Records of labeled boxes =>

_____

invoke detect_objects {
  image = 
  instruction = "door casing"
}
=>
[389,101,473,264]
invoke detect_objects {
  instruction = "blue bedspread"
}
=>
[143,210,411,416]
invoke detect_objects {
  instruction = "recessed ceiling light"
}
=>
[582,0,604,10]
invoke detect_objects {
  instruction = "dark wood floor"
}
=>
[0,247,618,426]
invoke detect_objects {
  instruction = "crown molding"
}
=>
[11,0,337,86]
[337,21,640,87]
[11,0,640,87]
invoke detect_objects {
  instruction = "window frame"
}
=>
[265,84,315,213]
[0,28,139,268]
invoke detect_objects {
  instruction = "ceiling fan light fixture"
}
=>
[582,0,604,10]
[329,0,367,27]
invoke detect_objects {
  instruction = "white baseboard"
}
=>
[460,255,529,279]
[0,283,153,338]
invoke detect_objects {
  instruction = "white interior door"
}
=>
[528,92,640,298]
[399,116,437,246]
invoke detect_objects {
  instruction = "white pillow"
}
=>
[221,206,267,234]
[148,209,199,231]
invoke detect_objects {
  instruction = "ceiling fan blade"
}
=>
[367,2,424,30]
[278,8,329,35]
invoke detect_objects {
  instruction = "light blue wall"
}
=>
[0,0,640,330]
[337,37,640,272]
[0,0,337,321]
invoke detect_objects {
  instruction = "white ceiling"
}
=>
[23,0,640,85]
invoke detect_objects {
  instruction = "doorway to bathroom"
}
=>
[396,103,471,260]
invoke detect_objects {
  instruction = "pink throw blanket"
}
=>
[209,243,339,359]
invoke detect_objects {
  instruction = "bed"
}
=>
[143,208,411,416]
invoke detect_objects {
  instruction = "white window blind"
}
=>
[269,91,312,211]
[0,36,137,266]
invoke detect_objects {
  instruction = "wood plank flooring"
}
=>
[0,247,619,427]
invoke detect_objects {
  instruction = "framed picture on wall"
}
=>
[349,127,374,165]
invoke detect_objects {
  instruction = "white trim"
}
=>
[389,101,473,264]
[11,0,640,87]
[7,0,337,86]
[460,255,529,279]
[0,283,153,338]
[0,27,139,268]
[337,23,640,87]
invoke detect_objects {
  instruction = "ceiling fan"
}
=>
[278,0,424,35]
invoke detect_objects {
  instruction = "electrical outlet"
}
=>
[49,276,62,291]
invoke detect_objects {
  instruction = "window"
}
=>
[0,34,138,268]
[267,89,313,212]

_____

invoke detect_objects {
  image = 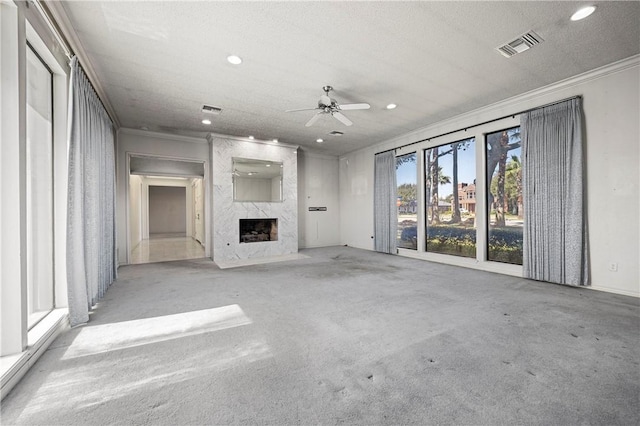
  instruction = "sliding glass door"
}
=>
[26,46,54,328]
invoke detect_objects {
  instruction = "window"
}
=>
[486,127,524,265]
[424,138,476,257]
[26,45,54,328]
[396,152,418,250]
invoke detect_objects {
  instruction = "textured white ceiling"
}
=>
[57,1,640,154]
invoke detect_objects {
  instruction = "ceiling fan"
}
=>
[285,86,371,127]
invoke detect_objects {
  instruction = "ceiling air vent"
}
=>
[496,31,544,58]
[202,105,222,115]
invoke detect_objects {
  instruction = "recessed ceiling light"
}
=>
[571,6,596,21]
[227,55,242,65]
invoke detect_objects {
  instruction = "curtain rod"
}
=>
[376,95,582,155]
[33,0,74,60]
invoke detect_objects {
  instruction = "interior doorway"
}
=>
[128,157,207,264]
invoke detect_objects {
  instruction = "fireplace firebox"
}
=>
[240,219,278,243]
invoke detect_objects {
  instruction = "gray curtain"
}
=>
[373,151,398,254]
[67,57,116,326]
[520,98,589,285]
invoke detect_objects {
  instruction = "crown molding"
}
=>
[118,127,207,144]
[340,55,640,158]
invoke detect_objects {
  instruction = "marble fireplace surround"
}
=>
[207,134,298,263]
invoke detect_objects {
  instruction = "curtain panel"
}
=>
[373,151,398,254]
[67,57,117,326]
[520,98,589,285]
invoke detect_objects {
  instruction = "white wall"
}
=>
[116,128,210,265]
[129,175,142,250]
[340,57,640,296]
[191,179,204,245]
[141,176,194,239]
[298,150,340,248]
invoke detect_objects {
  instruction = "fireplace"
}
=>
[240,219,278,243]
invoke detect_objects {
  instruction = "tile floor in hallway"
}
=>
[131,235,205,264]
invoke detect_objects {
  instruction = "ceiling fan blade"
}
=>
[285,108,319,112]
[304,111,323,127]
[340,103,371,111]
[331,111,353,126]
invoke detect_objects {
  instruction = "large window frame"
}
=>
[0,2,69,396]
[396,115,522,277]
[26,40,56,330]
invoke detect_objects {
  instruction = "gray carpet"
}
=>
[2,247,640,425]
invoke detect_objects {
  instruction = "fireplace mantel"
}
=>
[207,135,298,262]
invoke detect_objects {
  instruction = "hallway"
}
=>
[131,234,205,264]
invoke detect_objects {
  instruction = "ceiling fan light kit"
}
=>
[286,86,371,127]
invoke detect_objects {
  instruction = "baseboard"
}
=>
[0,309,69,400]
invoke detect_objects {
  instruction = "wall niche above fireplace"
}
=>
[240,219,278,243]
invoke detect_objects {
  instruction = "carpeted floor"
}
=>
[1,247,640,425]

_____

Directions =>
Report in full each line of the items that contains the string "doorway". Uppercase and lowercase letters count as different.

Exercise output =>
  instruction = "doorway to bathroom"
  instruction = "interior doorway"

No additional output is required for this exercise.